WORK INSTRUCTIONS -
Write out the lines of the rows below as a numbered list, from the line containing "Each instance of the necklace" through the line containing "[[80, 45], [301, 42], [129, 205]]", both included. Leave out any blank lines.
----
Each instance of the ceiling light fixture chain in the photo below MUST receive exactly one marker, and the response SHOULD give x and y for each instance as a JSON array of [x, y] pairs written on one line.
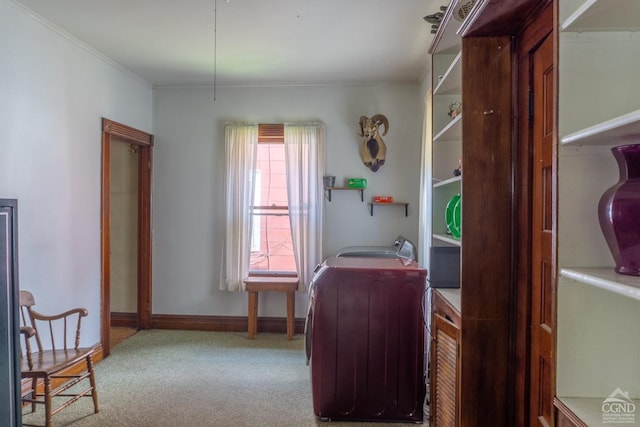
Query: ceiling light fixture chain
[[215, 46]]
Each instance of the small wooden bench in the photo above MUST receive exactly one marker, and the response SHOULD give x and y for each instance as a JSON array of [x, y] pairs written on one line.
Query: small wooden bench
[[255, 284]]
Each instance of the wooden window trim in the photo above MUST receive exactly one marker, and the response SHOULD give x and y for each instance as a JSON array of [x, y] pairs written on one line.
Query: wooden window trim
[[271, 133]]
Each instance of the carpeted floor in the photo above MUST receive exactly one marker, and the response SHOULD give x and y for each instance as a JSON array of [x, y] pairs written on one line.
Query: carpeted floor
[[161, 378]]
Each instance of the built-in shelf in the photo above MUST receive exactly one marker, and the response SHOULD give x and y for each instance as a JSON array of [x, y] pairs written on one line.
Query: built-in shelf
[[604, 15], [451, 82], [447, 238], [405, 204], [328, 190], [605, 278], [620, 130], [446, 182], [451, 132]]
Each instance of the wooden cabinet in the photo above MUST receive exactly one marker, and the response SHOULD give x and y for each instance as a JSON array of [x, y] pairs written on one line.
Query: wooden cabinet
[[10, 404], [598, 347], [445, 364], [474, 64]]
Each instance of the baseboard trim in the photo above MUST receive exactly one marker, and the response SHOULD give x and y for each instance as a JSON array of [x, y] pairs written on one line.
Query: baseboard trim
[[124, 320], [222, 323]]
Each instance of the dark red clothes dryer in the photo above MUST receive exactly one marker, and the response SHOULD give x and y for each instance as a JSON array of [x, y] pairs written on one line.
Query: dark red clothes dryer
[[365, 339]]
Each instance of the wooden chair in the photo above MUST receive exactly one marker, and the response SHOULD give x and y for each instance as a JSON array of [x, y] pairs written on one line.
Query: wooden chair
[[52, 369]]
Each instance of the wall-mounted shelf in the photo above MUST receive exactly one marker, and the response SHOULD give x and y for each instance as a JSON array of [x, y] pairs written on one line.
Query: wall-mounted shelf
[[329, 189], [602, 15], [405, 204], [447, 238], [451, 132], [619, 130], [605, 278]]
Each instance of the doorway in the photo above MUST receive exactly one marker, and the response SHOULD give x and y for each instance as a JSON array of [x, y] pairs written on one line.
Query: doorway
[[537, 232], [126, 227]]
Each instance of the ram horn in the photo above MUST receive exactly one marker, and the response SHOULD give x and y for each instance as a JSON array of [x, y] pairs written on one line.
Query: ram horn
[[363, 120], [381, 119]]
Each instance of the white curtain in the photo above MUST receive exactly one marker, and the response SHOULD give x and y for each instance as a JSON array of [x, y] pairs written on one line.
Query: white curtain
[[304, 159], [241, 142]]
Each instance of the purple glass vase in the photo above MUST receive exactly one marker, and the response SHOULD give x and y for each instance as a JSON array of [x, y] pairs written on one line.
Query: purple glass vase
[[619, 211]]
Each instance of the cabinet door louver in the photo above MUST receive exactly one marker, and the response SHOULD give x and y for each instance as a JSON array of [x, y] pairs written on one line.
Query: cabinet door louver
[[445, 370]]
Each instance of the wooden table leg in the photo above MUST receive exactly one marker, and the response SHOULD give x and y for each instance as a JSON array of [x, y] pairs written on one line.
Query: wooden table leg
[[253, 315], [291, 311]]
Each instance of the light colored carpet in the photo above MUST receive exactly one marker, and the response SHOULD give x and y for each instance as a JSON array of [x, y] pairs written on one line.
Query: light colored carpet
[[161, 378]]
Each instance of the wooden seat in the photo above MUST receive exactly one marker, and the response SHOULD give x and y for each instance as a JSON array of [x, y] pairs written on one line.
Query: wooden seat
[[54, 366], [256, 284]]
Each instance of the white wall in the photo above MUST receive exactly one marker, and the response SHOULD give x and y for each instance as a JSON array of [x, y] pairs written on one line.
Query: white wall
[[188, 180], [53, 94]]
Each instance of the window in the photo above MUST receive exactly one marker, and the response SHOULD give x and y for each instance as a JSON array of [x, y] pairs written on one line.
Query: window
[[301, 148], [271, 241]]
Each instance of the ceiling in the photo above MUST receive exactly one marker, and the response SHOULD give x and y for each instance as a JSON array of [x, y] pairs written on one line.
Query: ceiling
[[252, 42]]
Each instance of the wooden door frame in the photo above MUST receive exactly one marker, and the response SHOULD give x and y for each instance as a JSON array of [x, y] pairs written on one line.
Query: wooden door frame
[[144, 142], [527, 41], [493, 18]]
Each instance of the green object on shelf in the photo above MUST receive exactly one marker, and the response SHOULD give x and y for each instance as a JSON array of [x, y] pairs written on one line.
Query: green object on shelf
[[452, 215], [356, 182]]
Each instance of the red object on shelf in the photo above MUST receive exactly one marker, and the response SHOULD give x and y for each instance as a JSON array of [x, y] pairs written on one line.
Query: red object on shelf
[[383, 199]]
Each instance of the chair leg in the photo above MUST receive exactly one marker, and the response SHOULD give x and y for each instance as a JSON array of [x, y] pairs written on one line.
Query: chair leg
[[33, 395], [92, 380], [47, 402]]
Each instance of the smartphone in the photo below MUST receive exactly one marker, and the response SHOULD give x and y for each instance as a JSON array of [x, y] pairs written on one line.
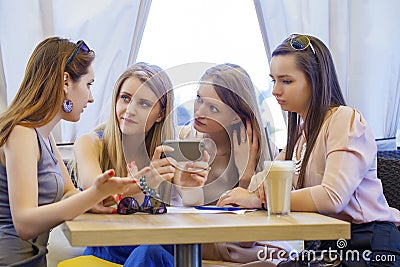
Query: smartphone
[[185, 150]]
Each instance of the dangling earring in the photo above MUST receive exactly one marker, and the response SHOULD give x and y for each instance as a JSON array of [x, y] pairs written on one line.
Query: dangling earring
[[67, 105]]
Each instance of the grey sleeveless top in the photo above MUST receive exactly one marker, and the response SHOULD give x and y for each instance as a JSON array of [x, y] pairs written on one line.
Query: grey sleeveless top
[[13, 250]]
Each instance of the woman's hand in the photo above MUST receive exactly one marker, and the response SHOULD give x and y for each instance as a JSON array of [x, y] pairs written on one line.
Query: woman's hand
[[246, 153], [239, 197], [193, 174], [162, 169]]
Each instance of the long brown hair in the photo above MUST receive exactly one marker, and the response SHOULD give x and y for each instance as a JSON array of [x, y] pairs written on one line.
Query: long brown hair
[[41, 93], [157, 80], [235, 88], [320, 73]]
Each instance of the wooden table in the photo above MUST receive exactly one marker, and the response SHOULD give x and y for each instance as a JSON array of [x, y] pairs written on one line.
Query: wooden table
[[188, 231]]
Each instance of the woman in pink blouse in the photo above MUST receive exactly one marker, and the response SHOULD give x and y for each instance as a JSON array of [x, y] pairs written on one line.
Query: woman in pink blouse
[[334, 152]]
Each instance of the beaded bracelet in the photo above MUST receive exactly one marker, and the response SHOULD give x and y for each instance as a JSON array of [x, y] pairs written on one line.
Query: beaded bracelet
[[146, 189]]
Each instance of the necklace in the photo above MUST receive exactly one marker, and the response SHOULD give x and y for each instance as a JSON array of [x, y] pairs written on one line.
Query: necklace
[[297, 162]]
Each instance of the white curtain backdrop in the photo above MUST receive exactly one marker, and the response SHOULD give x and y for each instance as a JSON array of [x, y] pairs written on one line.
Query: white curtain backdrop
[[113, 29], [363, 37]]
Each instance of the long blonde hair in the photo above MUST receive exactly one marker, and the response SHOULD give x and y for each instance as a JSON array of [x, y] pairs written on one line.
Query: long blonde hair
[[41, 93], [157, 80]]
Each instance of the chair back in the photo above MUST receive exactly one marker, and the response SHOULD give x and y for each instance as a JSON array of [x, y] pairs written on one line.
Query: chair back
[[389, 173]]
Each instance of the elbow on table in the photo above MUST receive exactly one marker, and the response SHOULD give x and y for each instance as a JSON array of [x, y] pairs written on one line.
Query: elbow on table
[[331, 207]]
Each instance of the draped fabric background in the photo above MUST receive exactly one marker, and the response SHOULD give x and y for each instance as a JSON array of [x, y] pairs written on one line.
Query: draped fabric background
[[113, 29], [363, 37]]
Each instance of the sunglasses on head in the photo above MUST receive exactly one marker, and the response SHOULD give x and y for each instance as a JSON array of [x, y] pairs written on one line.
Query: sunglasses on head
[[80, 45], [301, 42], [129, 205]]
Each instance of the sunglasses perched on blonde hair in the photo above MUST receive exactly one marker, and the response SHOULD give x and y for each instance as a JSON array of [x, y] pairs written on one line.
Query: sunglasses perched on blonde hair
[[301, 42], [80, 45]]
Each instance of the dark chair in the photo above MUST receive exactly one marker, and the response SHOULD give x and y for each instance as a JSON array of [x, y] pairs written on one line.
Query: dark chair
[[389, 173]]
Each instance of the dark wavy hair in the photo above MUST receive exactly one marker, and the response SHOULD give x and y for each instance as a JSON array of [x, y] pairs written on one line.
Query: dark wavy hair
[[320, 73]]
----
RESPONSE TO THIS EXERCISE -
1. Each instance of the necklace in the photo above MUST receive exactly one marker, and the response SHOULD give x and y for each instance as a JSON array of [x, y] pairs written on one line.
2. Query: necklace
3. [[297, 162]]
4. Each instance of the white curtain backdrop in the photo above MUST receive exactly one marker, and the response SHOULD give x and y for each instance as a JSON array of [x, y] pairs written on one line.
5. Query: white curtain backdrop
6. [[113, 29], [363, 37]]
7. Each instance of the long blonde hair in the photo above MUST receive exactly one marker, and the response SHOULD give x and y for each instance as a JSON array of [x, y] pairs written on one line.
8. Query: long blonde hair
9. [[41, 93], [157, 80]]
10. Each instance of the chair back in the photo above MUST receive exactly one marker, and the response SHOULD give x and y for each instance as a JSON array of [x, y] pairs written on one line.
11. Query: chair back
12. [[389, 173]]
13. Each instance of the elbow on table in the photo above MUST receive exactly one marker, and the response SHOULD give x and y for each instance as a JSON array of [x, y] pairs written on one line.
14. Query: elbow on table
15. [[331, 207]]
16. Each instance of the draped fabric background in the photo above MUST receive exactly one marker, and the response SHOULD give x and y for each instance as a JSON array of [x, y] pairs written on one line.
17. Query: draped fabric background
18. [[113, 29], [363, 37]]
19. Each instance of the sunglasses on head in the photo above MUST receive exactly one marker, and the response SHOULD give x and y for each instance as a JSON array of [x, y] pairs written on one line.
20. Query: sunglasses on head
21. [[80, 45], [301, 42], [129, 205]]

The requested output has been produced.